- **Work to complete**: Gather each line in the entries that includes the string "below".

- **Saved entries**:

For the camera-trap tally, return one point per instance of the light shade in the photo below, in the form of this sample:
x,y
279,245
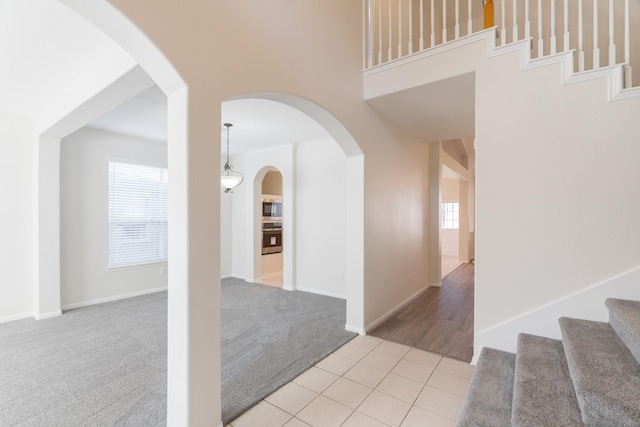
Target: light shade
x,y
229,179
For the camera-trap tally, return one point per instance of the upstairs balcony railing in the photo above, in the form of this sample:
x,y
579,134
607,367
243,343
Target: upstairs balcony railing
x,y
599,33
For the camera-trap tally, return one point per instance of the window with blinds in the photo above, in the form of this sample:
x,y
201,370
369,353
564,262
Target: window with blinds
x,y
138,207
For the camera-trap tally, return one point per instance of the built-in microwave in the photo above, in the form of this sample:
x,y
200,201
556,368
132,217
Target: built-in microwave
x,y
271,209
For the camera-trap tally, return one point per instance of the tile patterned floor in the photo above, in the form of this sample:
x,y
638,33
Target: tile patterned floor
x,y
368,382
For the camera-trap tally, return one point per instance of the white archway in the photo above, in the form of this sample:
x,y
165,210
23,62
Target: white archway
x,y
193,371
354,184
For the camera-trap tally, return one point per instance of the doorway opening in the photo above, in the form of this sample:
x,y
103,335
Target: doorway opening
x,y
271,229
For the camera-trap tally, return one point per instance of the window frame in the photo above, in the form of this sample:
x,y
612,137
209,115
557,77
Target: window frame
x,y
163,177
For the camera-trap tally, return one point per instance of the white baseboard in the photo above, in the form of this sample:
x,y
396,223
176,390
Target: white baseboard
x,y
359,331
112,298
321,292
48,315
271,275
391,312
13,317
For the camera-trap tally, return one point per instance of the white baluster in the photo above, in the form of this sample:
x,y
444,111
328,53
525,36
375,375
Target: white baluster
x,y
470,21
580,37
366,34
596,49
410,51
399,28
527,20
444,21
503,29
457,28
515,20
565,45
433,25
421,24
553,27
379,31
612,43
389,55
540,41
627,49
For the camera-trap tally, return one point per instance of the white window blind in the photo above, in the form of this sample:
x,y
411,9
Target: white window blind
x,y
450,216
138,208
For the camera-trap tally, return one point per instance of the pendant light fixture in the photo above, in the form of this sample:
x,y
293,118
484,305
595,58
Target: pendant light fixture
x,y
229,179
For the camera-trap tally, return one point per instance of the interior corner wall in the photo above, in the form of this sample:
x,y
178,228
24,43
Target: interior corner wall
x,y
16,216
85,278
556,183
321,218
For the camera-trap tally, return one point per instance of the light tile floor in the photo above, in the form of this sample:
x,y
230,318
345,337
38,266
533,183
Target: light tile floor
x,y
368,382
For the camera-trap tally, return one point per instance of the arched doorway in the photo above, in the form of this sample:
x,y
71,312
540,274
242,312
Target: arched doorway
x,y
352,184
271,227
193,376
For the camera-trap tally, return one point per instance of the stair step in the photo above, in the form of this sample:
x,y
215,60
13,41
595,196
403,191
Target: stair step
x,y
605,374
543,393
624,317
488,399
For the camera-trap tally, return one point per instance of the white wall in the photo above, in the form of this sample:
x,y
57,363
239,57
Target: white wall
x,y
315,214
557,193
321,218
84,221
16,216
226,234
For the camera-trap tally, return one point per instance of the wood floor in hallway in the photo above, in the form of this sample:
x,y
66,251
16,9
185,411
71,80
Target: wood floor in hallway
x,y
440,320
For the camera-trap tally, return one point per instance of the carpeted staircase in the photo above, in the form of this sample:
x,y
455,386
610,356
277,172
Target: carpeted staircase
x,y
590,378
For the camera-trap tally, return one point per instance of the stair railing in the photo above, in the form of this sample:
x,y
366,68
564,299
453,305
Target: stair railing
x,y
599,33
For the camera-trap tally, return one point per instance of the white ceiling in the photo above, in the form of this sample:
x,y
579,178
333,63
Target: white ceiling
x,y
435,112
258,124
43,47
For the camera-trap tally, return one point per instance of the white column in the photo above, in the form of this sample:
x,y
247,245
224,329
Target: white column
x,y
515,20
355,244
580,37
47,227
627,49
596,49
527,20
565,47
433,25
553,28
193,376
612,43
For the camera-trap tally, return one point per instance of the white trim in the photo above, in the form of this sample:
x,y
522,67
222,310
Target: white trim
x,y
13,317
395,309
269,276
112,298
359,331
463,41
326,294
48,315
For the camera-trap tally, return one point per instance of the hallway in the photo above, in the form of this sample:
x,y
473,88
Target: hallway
x,y
440,320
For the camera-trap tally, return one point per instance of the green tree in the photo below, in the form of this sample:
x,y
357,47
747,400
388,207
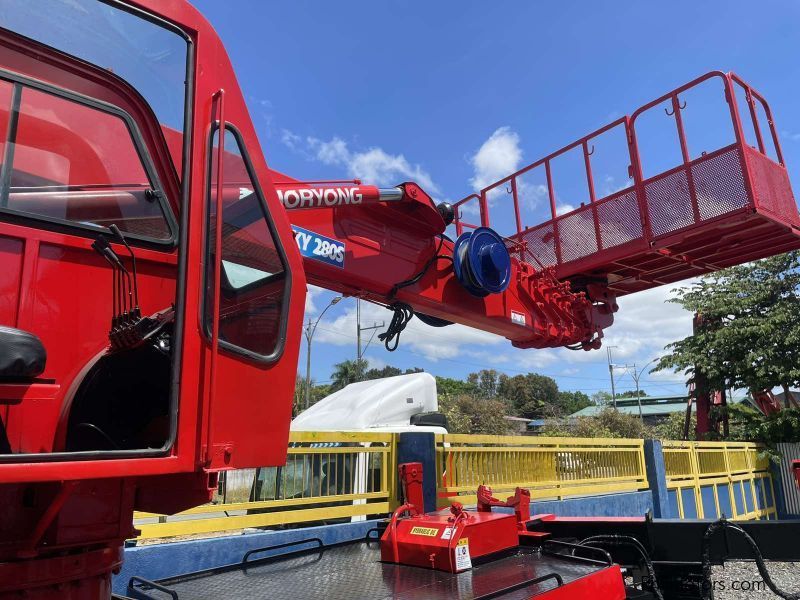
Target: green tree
x,y
486,382
449,387
749,333
347,372
672,427
631,394
389,371
609,423
601,398
318,392
529,394
469,414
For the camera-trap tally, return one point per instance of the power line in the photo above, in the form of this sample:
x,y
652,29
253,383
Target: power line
x,y
496,367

- **Solution to this task**:
For the camera-trap tally, return one point per instance of the light shade in the photo below, in the form of this sample:
For the camera-trap tally, return one point per instance of the green tree in the photo below, in the form of this sample:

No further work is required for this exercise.